## THE REQUEST
From the items below, pull out every line that contains the word "spot" and copy those lines. Case counts, so a line matches only if the letters are uppercase or lowercase the same way.

## INPUT DATA
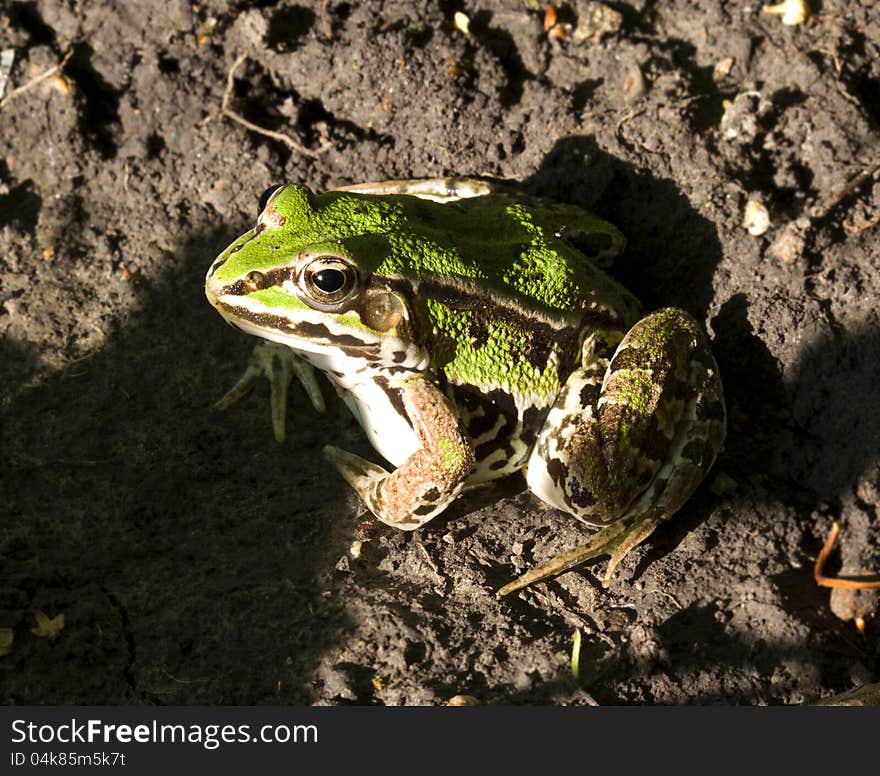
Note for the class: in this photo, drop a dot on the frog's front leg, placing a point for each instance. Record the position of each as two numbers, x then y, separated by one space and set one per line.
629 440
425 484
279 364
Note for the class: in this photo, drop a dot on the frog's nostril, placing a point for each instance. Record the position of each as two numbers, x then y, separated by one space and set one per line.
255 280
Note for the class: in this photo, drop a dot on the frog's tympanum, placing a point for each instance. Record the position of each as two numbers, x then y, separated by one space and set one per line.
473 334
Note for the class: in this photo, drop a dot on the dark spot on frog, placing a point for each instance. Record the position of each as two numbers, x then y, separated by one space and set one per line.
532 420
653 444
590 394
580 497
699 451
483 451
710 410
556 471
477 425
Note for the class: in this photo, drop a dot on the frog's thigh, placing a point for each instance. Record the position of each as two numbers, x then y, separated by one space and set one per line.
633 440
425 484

--

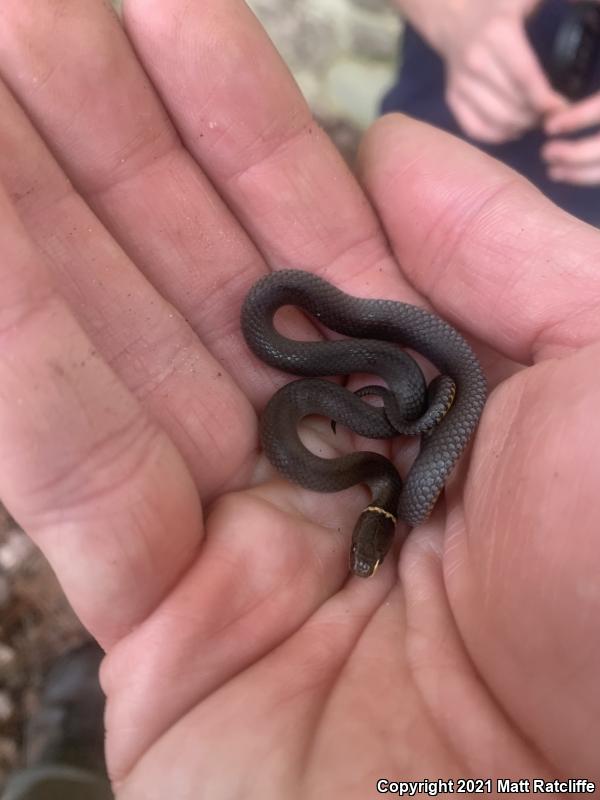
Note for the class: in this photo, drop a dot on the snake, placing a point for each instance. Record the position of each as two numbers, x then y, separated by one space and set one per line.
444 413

## RESPONSE
Note for the class: in this photo, drop a dot on the dark spot on frog, placing a point for each instance. Record the position of each as two numbers, x then y, separated by one space and set one per line.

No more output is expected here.